**List of tasks**.
[a] According to the muscle car article below, in what year did GM put its 5.0-liter Rocket V8 into the Oldsmobile 88?
[b] How would you render this sentence from the muscle car article into Spanish: "Horsepower became cheap and people craved fast cars."
[c] Write the next part of the muscle car article below, picking up after its final sentence.

**Excerpt**.
--------------------
From the ugliest muscle car ever made to the ones that forgot to include muscle.
In the late 1950s and early 1960s, there was a period of convergence where automotive engine technology was outpacing safety legislation, emissions requirements barely existed for road cars and gasoline was cheap. The muscle car was born in a country where the largest automakers were based in areas dominated by straight roads and traffic lights. Drag racing already existed, born in the 1940s in California on decommissioned aircraft bases, but Detroit is where it took to the street in a big way.
Horsepower became cheap and people craved fast cars. But it was GM that opened Pandora's Box in 1959 when it put its 5.0-liter Rocket V8 from a luxury barge into the much smaller and lighter Oldsmobile 88. The muscle car was born. Soon after, the Pontiac GTO launched the segment into orbit. What came through the 1960s was a barrage of high-power cars that caught the public's imagination and, most importantly, were at least attainable if not easily affordable.
However, rapidly increasing insurance costs, tightening emissions legislation, and the 1973 oil crisis contributed to a steep decline in the muscle car. It saw a resurgence in the 1980s as technology started catching up with legislation, but the 1990s saw the segment wilt again. We often talk about the greatest muscle cars made and highlight exceptional examples, but now it's time to acknowledge there were some genuinely uninspiring muscle cars made - even at the height of their powers.
The Dodge Dart went on to be a legitimate inexpensive muscle car, but before it earned its stripes, the 1962 model existed. Customers could order it with a 6.2-liter V8 making 325 horsepower and 425 lb-ft of torque or even the drag-strip ready 6.7-liter Ramcharger V8, but that wasn't the problem. The automaker rushed to make the Dart a smaller car to compete with the rumored downsizing of Chevrolet's large cars that never came, hence the hastily put together styling. Dodge rectified the hideous mistake in 1963, and revisionist historians suggest that it was just an intermediate design. However, it was purely a rush job, as evidenced by Dodge dealers making enough noise at being left without a larger vehicle that they ended up with the short-lived Dodge Custom 880.
--------------------
**Given data**.

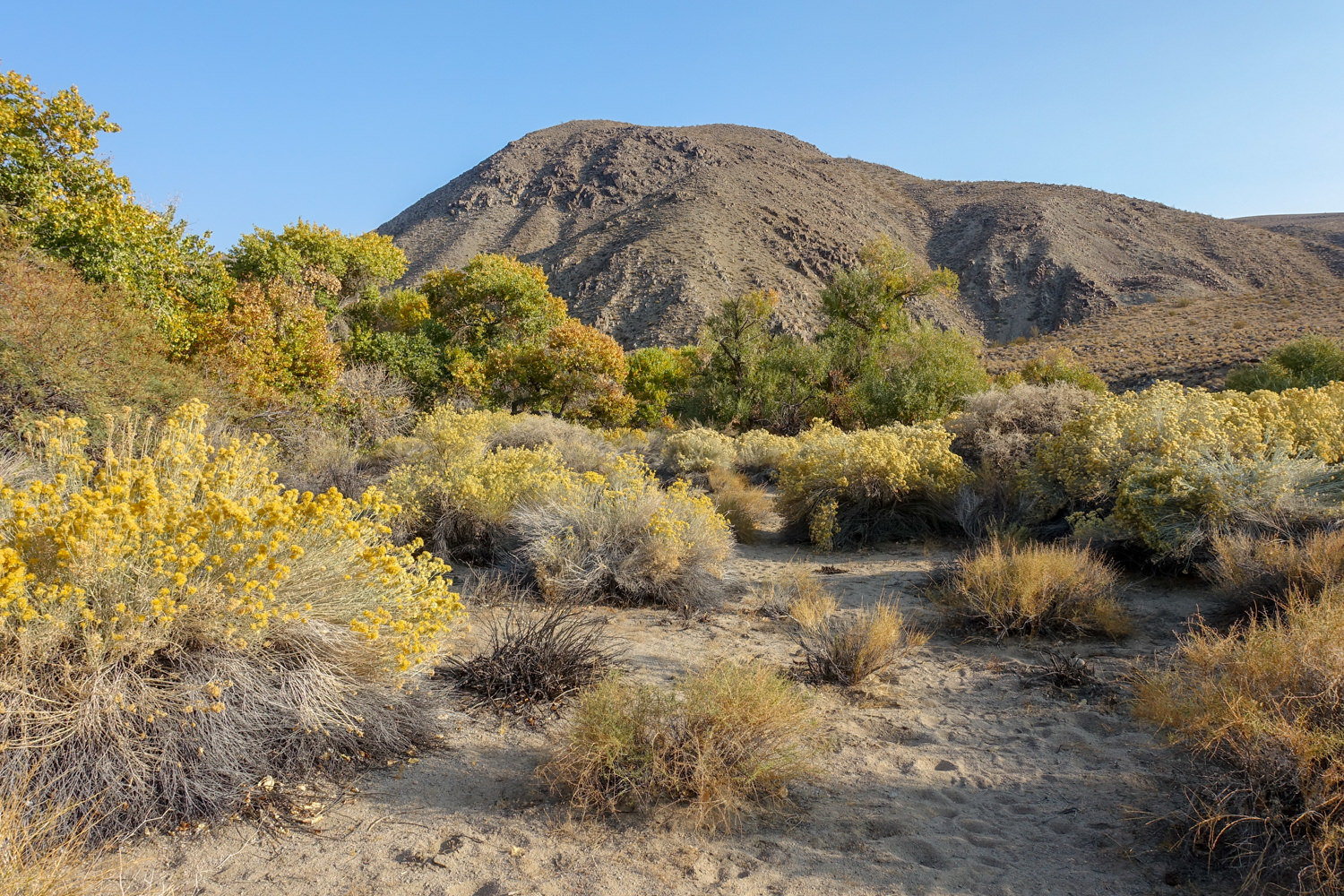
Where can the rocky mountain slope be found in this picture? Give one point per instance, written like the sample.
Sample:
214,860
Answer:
--------------------
**Answer list**.
[a] 1959

[b] Los caballos de fuerza se abarataron y la gente anhelaba autos rápidos.

[c]
Yes, we're going to go there and drop a muscle car that can now fetch from a couple of hundred grand up into the millions on the auction block into this list. The 426-cubic-inch Hemi engine made 425 hp with 490 pound-feet of torque, and the 'Cuda has one hell of a racing pedigree. However, out of the factory, the steering was vague, and the suspension introduced a level of body roll that was downright dangerous for something making that kind of power. Then, there's the build quality to consider, which is best described as embarrassing, even for the time. The vast majority of restored versions are taken to better than the factory finish to turn it into the car it should have been when it rolled out to dealerships.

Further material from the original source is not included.